::: Raw data

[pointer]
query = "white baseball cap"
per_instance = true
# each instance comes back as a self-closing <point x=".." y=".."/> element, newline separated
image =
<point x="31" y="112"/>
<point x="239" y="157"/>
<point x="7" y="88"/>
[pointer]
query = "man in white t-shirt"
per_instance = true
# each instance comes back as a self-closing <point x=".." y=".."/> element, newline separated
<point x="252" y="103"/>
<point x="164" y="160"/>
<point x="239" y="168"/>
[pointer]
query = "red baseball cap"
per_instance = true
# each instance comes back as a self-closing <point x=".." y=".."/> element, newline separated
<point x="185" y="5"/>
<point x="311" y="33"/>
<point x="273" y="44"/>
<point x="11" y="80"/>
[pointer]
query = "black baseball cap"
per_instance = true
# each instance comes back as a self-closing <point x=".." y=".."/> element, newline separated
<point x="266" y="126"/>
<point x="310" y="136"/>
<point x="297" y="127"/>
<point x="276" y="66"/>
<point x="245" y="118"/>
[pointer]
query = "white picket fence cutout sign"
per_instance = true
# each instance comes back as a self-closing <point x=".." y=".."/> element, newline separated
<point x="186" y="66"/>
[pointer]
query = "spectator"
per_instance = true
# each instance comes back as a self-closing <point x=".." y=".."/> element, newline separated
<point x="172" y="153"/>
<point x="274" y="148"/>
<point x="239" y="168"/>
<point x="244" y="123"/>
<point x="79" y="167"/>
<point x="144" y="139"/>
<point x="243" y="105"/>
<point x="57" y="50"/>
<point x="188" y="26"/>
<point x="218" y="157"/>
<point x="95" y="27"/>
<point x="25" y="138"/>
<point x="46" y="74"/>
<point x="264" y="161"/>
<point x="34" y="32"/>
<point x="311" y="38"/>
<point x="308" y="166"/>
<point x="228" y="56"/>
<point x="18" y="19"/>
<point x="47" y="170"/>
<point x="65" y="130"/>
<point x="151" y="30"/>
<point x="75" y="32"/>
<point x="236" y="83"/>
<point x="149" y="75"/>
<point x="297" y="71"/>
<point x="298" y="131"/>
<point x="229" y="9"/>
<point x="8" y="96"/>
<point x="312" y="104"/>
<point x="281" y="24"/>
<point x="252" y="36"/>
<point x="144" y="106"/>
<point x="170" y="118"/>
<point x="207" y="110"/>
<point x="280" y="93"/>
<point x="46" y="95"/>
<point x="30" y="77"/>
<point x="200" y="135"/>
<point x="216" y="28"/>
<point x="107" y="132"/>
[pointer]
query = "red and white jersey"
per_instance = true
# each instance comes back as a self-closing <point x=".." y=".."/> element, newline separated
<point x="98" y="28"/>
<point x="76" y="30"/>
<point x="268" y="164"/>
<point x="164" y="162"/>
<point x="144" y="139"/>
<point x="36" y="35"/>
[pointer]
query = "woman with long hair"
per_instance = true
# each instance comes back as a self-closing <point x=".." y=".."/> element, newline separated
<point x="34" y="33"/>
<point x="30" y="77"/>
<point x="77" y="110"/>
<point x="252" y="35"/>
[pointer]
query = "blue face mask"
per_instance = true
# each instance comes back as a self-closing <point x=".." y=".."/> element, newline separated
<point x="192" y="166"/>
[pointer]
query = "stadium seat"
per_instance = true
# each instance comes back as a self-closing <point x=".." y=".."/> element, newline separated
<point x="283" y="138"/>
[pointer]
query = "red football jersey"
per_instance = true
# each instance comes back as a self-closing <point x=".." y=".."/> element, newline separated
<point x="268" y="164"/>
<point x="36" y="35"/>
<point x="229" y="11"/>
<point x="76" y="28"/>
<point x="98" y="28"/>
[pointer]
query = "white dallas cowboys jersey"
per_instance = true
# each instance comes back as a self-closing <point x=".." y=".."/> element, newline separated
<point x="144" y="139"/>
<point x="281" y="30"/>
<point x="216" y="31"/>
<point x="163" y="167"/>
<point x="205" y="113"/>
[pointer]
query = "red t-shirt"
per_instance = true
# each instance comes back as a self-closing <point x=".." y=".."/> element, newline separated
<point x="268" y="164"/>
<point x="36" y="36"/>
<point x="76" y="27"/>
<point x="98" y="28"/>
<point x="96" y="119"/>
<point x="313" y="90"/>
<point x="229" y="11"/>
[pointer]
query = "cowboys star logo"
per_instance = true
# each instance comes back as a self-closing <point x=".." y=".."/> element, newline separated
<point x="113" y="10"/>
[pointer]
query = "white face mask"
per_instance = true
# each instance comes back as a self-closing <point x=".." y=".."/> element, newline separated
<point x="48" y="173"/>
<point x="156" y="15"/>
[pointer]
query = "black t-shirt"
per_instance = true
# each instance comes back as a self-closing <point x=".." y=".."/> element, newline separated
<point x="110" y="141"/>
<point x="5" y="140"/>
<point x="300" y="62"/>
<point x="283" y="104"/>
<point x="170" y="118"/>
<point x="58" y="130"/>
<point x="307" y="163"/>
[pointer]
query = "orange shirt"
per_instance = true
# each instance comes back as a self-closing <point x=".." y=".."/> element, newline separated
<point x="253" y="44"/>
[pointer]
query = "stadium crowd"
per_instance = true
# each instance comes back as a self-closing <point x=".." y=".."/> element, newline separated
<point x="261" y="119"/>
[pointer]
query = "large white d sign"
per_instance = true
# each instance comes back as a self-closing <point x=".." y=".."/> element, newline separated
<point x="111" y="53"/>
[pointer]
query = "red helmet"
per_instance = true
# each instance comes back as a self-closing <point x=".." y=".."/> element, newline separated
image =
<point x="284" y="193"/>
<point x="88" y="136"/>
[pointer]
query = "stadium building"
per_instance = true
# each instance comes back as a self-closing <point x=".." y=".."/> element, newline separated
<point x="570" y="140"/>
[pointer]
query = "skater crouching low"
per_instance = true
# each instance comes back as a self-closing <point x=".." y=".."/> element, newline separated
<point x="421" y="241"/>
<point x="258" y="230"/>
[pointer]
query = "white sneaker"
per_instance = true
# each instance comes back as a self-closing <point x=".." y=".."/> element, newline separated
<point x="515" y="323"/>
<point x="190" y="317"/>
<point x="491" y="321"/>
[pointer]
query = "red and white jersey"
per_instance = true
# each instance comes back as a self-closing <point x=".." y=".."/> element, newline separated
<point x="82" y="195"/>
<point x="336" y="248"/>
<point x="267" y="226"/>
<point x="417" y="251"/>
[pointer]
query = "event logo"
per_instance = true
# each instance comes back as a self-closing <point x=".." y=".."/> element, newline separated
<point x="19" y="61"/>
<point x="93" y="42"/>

::::::

→ What is being asked
Return each line of the data above that includes the word "cowboys".

→ Answer below
query = "white dallas cowboys jersey"
query = "cowboys star logo"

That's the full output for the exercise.